_Task description_
From the forum thread on converting a PROC SQL query to a data step, extract verbatim the passage starting at "Reputation: 1" and ending at "data step HASH.".

Reputation: 1
I already have the answer in proc sql but I need the data step version of my code. If someone could please help me convert it, I would be grateful.
PROC SQL;
CREATE TABLE CARS AS
SELECT Origin, Type, Cylinders, DriveTrain, COUNT(*) AS COUNT
FROM SASHELP.CARS
group by Origin, Type, Cylinders, DriveTrain;
QUIT;
Upvotes: 0
Views: 4907
Reputation: 51621
As long you none of your key variables have missing values and the full summary table will fit into your available memory you could use data step HASH.
That will eliminate the need to pre-sort the data.
data _null_;
set sashelp.cars end=eof;
if _n_=1 then do;
declare hash h(ordered:'yes');
rc=h.definekey('Origin','Type','Cylinders','DriveTrain');
rc=h.definedata('Origin','Type','Cylinders','DriveTrain','count');
rc=h.definedone();
end;
if h.find() then count=0;
count+1;
rc=h.replace();
if eof then rc=h.output(dataset:'cars2');
run;
Upvotes: 1
Reputation: 21294
Data step would not be the appropriate solution here, PROC FREQ would be the SAS solution.
proc freq data=sashelp.cars;
table origin*type*cylinders*drivetrain / out=cars list;
run;
For completeness, here's a data step approach. Very much not recommended:
*sort for BY statement is required;
proc sort data=sashelp.cars out=cars_sorted;
by origin type cylinders drivetrain;
run;
data cars_count;
set cars_sorted;
by origin type cylinders drivetrain;
*RETAIN tells SAS to keep this variable across rows, otherwise it resets for each observation;
retain count;
*if first in category set count to 0;
if first.drivetrain then count=0;
*increment count for each record (implicit retain so RETAIN is not actually required here);
count+1;
*if last of the group then output the total count for that group;
if last.drivetrain then output;
*keep only variables of interest;
keep origin type cylinders drivetrain count;
run;
*display results;
proc print data=cars_count;
run;
Upvotes: 1

_Excerpted data_

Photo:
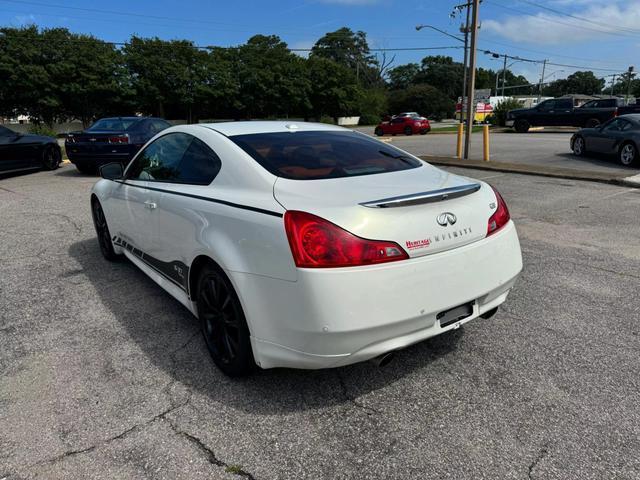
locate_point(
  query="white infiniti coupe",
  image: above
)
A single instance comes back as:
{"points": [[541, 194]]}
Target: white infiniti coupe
{"points": [[306, 245]]}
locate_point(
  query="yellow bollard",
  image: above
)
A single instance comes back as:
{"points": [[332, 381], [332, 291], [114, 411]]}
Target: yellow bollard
{"points": [[460, 133], [485, 142]]}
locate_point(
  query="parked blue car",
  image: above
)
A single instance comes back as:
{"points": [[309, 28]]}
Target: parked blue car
{"points": [[111, 140]]}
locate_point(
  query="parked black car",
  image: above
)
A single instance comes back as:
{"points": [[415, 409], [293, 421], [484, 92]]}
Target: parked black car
{"points": [[561, 112], [19, 151], [111, 140], [619, 136]]}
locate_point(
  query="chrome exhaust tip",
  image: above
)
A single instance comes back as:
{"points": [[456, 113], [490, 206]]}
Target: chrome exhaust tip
{"points": [[384, 359]]}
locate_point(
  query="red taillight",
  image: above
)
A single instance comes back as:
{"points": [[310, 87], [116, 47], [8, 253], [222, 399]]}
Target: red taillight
{"points": [[119, 139], [500, 217], [318, 243]]}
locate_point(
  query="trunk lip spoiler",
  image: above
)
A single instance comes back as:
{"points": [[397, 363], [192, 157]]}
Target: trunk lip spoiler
{"points": [[432, 196]]}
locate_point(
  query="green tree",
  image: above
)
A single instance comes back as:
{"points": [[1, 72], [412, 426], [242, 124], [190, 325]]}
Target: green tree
{"points": [[334, 89], [402, 76], [54, 74], [167, 76], [273, 80], [350, 49]]}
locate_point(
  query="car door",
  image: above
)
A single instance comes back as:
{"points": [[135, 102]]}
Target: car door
{"points": [[140, 192], [604, 138], [563, 112], [15, 151], [543, 114], [397, 125], [179, 222]]}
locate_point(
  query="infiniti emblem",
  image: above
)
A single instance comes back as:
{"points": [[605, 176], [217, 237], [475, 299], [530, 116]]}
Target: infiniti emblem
{"points": [[446, 218]]}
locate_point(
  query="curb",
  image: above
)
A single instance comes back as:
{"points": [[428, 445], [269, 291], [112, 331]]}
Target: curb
{"points": [[632, 181]]}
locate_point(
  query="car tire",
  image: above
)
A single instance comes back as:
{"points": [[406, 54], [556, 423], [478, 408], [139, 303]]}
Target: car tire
{"points": [[628, 154], [102, 231], [223, 323], [521, 126], [578, 146], [51, 157]]}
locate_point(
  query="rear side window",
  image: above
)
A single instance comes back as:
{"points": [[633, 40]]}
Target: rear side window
{"points": [[176, 158], [319, 155]]}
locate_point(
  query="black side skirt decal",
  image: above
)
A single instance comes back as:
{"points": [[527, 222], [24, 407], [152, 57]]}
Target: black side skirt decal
{"points": [[176, 272]]}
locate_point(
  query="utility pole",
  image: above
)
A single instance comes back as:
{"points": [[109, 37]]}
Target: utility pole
{"points": [[504, 74], [613, 81], [465, 70], [544, 67], [629, 75], [472, 77]]}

_Answer to the problem_
Reputation: 1
I already have the answer in proc sql but I need the data step version of my code. If someone could please help me convert it, I would be grateful.
PROC SQL;
CREATE TABLE CARS AS
SELECT Origin, Type, Cylinders, DriveTrain, COUNT(*) AS COUNT
FROM SASHELP.CARS
group by Origin, Type, Cylinders, DriveTrain;
QUIT;
Upvotes: 0
Views: 4907
Reputation: 51621
As long you none of your key variables have missing values and the full summary table will fit into your available memory you could use data step HASH.